## [Aim of the exercise]
Omit the pictures and return every entry exactly as written.
— start of Material shown —
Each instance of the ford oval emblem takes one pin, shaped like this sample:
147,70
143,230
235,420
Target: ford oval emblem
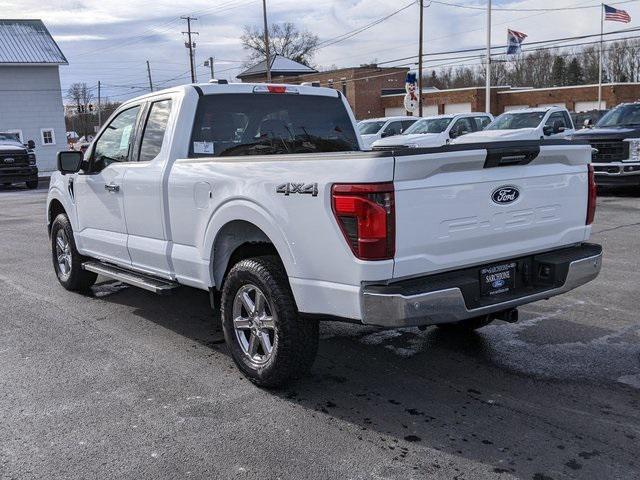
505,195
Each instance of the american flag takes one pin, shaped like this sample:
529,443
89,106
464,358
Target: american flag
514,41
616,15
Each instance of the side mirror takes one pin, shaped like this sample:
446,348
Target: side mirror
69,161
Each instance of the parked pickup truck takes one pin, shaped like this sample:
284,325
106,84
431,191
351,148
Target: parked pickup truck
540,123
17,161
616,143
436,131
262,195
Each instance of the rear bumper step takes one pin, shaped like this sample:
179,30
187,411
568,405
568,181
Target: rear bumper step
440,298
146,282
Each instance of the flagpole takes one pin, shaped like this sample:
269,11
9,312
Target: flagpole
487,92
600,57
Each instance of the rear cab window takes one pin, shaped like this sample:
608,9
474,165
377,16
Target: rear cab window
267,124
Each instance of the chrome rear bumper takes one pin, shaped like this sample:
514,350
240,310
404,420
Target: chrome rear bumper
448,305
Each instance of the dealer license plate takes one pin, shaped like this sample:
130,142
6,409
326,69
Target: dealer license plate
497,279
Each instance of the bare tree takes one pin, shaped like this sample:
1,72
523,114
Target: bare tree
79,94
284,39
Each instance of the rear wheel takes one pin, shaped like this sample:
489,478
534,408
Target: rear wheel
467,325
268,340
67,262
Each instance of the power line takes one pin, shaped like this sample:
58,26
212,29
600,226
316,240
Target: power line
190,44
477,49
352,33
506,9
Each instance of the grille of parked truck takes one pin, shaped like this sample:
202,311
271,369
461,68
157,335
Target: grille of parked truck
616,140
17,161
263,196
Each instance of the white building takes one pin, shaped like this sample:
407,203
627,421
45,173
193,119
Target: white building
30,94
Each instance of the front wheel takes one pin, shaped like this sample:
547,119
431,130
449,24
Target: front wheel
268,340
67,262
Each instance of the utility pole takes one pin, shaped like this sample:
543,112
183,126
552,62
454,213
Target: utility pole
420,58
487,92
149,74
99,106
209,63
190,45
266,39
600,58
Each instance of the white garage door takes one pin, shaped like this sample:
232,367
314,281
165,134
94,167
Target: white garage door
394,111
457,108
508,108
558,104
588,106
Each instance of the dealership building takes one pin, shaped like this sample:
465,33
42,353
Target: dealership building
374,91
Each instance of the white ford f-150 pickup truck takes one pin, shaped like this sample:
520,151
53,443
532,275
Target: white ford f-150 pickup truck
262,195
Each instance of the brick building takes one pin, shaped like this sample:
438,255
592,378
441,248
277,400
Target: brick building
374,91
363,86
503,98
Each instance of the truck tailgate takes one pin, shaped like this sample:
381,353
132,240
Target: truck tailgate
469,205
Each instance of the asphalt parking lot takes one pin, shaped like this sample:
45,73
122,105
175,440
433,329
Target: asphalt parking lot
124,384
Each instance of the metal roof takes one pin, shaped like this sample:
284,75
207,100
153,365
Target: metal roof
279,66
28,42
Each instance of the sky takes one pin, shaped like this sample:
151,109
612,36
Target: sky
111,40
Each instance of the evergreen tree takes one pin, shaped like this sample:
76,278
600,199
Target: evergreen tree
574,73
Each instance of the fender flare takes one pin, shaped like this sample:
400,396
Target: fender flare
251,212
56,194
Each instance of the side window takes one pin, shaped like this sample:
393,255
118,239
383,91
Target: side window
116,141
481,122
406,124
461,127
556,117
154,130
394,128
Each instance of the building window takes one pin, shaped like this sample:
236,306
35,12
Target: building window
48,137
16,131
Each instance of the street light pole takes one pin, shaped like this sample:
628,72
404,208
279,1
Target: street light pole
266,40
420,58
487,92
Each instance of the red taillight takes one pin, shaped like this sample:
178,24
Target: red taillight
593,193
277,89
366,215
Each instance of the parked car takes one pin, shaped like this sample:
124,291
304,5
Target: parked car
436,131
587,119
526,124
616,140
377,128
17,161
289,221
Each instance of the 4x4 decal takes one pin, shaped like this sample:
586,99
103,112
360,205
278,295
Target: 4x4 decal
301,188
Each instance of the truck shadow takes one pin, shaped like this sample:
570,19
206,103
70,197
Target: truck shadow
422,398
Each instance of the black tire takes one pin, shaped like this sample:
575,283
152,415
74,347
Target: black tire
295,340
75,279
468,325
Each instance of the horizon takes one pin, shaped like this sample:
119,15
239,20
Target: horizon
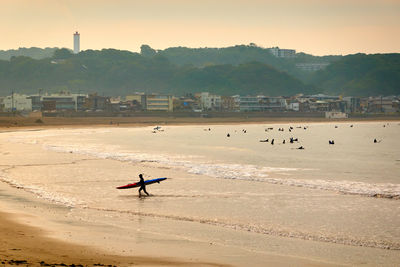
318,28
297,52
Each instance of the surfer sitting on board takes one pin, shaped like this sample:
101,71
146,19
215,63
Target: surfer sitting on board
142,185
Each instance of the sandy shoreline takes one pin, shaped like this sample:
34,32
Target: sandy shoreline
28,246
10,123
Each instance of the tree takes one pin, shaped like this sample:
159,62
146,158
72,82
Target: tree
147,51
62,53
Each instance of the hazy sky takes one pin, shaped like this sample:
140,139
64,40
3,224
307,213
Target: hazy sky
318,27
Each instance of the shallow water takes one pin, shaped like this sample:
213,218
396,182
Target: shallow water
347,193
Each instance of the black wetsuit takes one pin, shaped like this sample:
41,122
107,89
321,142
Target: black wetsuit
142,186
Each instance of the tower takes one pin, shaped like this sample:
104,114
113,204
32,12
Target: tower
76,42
— end of Material shown —
## [Problem solution]
Each instance of the ford oval emblem takes one pin, shaped like this sample:
147,70
143,230
235,420
Target: ford oval emblem
505,195
Each instance of the american flag takes one pin, shaped like this sample:
529,443
89,106
464,358
Target: american flag
514,41
616,15
Each instance of the side mirror takes one pin, shaped like this sample:
446,348
Target: side mirror
69,161
Each instance of the parked pickup truck takes one pin, shaped like this sample:
284,325
106,84
431,191
351,148
Target: parked pickup truck
540,123
17,161
616,143
436,131
262,195
Each instance of the rear bumper step takes one pin, shaped like this sample:
179,30
187,411
568,405
568,181
Target: rear bumper step
440,298
146,282
Each instance of the flagpole takes one pin, shaped like this sample:
269,11
9,312
Target: flagpole
487,92
600,57
Each instance of the rear cab window takes one pin, shaped like this sample:
608,9
474,165
377,16
Target: rear cab window
267,124
Each instance of the chrome rear bumper takes one pin, shaped like this sample:
514,350
240,310
404,420
Target: chrome rear bumper
448,305
Each instance of the dealer license plate takes one pin, shaped like this sample:
130,142
6,409
326,69
Target: dealer license plate
497,279
Each instance of the bare tree takes one pin, shaped like this sample:
1,72
523,114
Target: bare tree
79,94
284,39
Each instance of the rear wheel takes one pin, shaped like this sample:
489,478
534,408
Target: rear wheel
467,325
268,340
67,262
Each instance of the power line takes one pin, shaped like this sample:
58,26
212,29
600,226
316,240
Target: power line
190,44
477,49
352,33
506,9
Each instance of the grille of parked truck takes one pin, shaped like this sample:
202,311
271,369
461,68
157,335
Target: grille of parked truck
616,140
17,161
263,196
Each instance of the white building takes one pin, shaped like this sample:
407,203
627,421
45,173
193,119
Target: white building
30,94
Each instance of the front wheel takes one pin, shaped like this sample:
547,119
431,130
449,24
Target: front wheel
268,340
67,262
Each instance of the utility pole takes one pin, shaped like this sample:
543,112
183,126
552,62
454,213
Target: utility pole
420,58
487,92
149,74
99,106
209,63
190,45
266,39
600,58
Each instance of the white garage door takes one pin, shaped like this sample:
232,367
314,281
165,134
94,167
Target: white garage door
394,111
457,108
508,108
558,104
588,106
Each instance of the dealership building takes one pin, shaped like this sample:
465,33
42,353
Target: dealership building
374,91
Each instance of the white ford f-150 pickup truck takes one pin, shaped like this sample:
520,151
53,443
532,275
Target: white ford f-150 pickup truck
262,195
Each instance of the brick building takes one pin, shaped like this sample:
438,255
592,378
441,248
277,400
Target: brick building
374,91
363,86
503,98
Each instance of the truck tailgate takes one pin, shaped like this sample:
381,353
132,240
Target: truck tailgate
469,205
Each instance of the asphalt parking lot takes one pin, shaped like this sample:
45,73
122,105
175,440
433,329
Target: asphalt parking lot
124,384
Each instance of the metal roof takes one pin, shaped like this sample:
284,75
207,100
153,365
Target: metal roof
279,66
28,42
Each instance of the sky takes one pin, shaped like this sample:
151,109
612,36
Target: sky
111,40
Each instance of the evergreen tree takes one pin, shaped like this sample:
76,278
600,199
Target: evergreen tree
574,73
Each instance of the fender flare takes one pin, shaped like this sample:
400,396
Target: fender flare
251,212
56,194
Each instance of the side window takes one pin, shaped like this sample:
393,255
118,239
383,91
Target: side window
116,141
481,122
406,124
461,127
556,117
154,130
394,128
Each instance of the building window takes one pin, shaped like this sample:
236,306
35,12
Target: building window
48,137
16,131
Each instance of the street light pole takes one pin, shaped like this sample:
628,72
404,208
279,1
Target: street light pole
266,40
420,58
487,92
Each instance of the red taillight takes one pin, shaped like this sample:
178,24
Target: red taillight
593,193
277,89
366,215
Each instance of the parked car takes one pin, shaped like this sample:
124,291
304,5
Target: parked car
436,131
587,119
526,124
616,140
377,128
17,161
289,221
Each instance of the 4x4 decal takes one pin, shaped like this sample:
586,99
103,112
360,205
278,295
Target: 4x4 decal
301,188
Each instance of the truck shadow takes one pin, shaped like this sample:
570,19
206,103
70,197
Target: truck shadow
422,398
Each instance of the black tire takes one pin, shaped like this sample:
575,283
152,415
74,347
Target: black tire
295,340
75,279
468,325
Each instance of the horizon takes one pin, shaped like this sample:
119,15
239,20
Target: horizon
318,28
297,52
Each instance of the surfer sitting on board takes one pin, shaped like this sample:
101,71
146,19
215,63
Target: surfer sitting on board
142,185
Each instance of the sandy shoreline takes one pin, shaped like this sample:
34,32
Target: sandy shoreline
28,246
10,123
Each instance of the tree takes one pin, shaped like this sample:
159,62
146,158
72,82
Target: tree
147,51
62,53
Each instance of the hazy sky takes one pin, shaped like this sample:
140,139
64,40
3,224
307,213
Target: hazy sky
318,27
Each instance of the shallow water takes one pin, shaped like this sample:
213,218
396,182
Target: shallow water
347,193
Each instance of the black wetsuit takes one pin, shaped like this sample:
41,122
107,89
321,142
Target: black wetsuit
142,186
Each instance of the tower takes one pin, shaped like this sample:
104,114
113,204
32,12
Target: tower
76,42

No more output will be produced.